What is expected - The complete listing should be restated exactly.
START Entries shown
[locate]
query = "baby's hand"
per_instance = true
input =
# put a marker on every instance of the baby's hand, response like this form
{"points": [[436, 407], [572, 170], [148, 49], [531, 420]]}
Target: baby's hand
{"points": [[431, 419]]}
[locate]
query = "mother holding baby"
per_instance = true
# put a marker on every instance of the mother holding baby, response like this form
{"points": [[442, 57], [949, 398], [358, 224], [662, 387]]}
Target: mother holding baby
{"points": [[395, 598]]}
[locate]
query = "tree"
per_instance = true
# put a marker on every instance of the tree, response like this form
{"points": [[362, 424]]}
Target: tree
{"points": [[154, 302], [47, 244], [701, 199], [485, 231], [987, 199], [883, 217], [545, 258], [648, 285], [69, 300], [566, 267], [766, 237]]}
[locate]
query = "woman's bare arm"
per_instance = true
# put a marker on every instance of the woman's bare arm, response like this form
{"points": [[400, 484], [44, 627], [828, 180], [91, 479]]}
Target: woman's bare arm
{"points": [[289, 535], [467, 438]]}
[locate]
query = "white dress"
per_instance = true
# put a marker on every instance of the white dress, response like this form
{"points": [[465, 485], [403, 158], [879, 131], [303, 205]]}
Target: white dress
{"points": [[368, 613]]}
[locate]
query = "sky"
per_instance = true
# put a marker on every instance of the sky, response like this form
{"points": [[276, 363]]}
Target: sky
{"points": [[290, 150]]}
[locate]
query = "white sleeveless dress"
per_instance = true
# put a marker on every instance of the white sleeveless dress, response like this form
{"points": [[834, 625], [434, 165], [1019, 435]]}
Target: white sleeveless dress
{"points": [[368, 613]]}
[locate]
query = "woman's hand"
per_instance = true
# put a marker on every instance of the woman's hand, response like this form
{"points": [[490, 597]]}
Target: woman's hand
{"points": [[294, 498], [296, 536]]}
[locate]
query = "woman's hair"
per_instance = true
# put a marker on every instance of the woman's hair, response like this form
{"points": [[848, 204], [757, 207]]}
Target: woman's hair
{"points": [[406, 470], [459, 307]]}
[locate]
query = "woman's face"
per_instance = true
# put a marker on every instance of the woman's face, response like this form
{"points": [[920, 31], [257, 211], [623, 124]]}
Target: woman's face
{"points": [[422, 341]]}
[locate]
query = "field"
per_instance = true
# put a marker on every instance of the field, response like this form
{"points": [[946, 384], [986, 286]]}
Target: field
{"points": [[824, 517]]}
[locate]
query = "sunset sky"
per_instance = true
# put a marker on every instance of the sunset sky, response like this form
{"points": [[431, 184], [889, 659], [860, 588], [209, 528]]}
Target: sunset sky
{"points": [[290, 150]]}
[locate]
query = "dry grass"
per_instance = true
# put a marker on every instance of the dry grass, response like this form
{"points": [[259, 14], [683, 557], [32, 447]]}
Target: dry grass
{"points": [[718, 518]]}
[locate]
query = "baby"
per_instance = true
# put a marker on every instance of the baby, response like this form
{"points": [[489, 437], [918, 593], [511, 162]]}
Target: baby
END Entries shown
The solution -
[locate]
query = "baby's hand"
per_instance = true
input =
# put a marker on every instance of the baby's hand, response like this form
{"points": [[436, 407], [572, 170], [148, 49], [531, 420]]}
Target: baby's hand
{"points": [[431, 419]]}
[locate]
query = "mother holding baby"
per_instance = true
# put a marker on every instance of the mother holding baby, response like this form
{"points": [[442, 57], [949, 398], [358, 224], [662, 387]]}
Target: mother holding baby
{"points": [[395, 598]]}
[locate]
query = "tree"
per_instance = true
# put a marker on every instance of the tree, response like this form
{"points": [[362, 424]]}
Target: tree
{"points": [[154, 302], [47, 244], [701, 199], [485, 231], [987, 199], [883, 217], [545, 258], [648, 285], [69, 300], [566, 267], [766, 237]]}
[locate]
query = "woman's bare arm"
per_instance = true
# put a marker on every instance of the woman's bare arm, response like this form
{"points": [[400, 484], [44, 627], [828, 180], [91, 479]]}
Target: woman's bare arm
{"points": [[289, 535], [467, 438]]}
[locate]
query = "white dress"
per_instance = true
# put a marker on every instance of the white dress, response like this form
{"points": [[465, 485], [403, 158], [879, 131], [303, 205]]}
Target: white dress
{"points": [[368, 613]]}
[locate]
query = "sky"
per_instance = true
# put a marker on every instance of the sky, response like this form
{"points": [[276, 363]]}
Target: sky
{"points": [[290, 150]]}
[locate]
query = "white sleeveless dress"
per_instance = true
# put a marker on every instance of the white sleeveless dress, response like this form
{"points": [[834, 625], [434, 165], [1019, 435]]}
Target: white sleeveless dress
{"points": [[368, 613]]}
[locate]
query = "woman's hand"
per_instance = true
# put a marker on every instance of the woman's hand, response like this form
{"points": [[490, 597]]}
Target: woman's hand
{"points": [[294, 498], [296, 536]]}
[locate]
query = "woman's hair"
per_instance = true
# put a marker on every instance of the woman's hair, response like this form
{"points": [[848, 204], [757, 207]]}
Target: woman's hair
{"points": [[406, 470], [459, 307]]}
[locate]
query = "woman's face"
per_instance = true
# put a marker on every instance of the woman's face, response like this form
{"points": [[920, 31], [257, 211], [623, 124]]}
Target: woman's face
{"points": [[422, 341]]}
[locate]
query = "field"
per_instance = true
# put a marker on every instance of the field, response like this form
{"points": [[946, 384], [986, 286]]}
Target: field
{"points": [[824, 517]]}
[locate]
query = "sunset sky"
per_instance = true
# put a marker on every instance of the sunset sky, response like this form
{"points": [[431, 184], [889, 659], [860, 588], [209, 528]]}
Target: sunset sky
{"points": [[290, 150]]}
[locate]
query = "dry grass"
per_instance = true
# put a marker on every instance of the dry grass, response like this form
{"points": [[259, 14], [683, 557], [32, 447]]}
Target: dry grass
{"points": [[718, 518]]}
[locate]
query = "baby"
per_instance = true
# put a marker on every instance of the baby, response like this form
{"points": [[489, 437], [918, 593], [511, 162]]}
Target: baby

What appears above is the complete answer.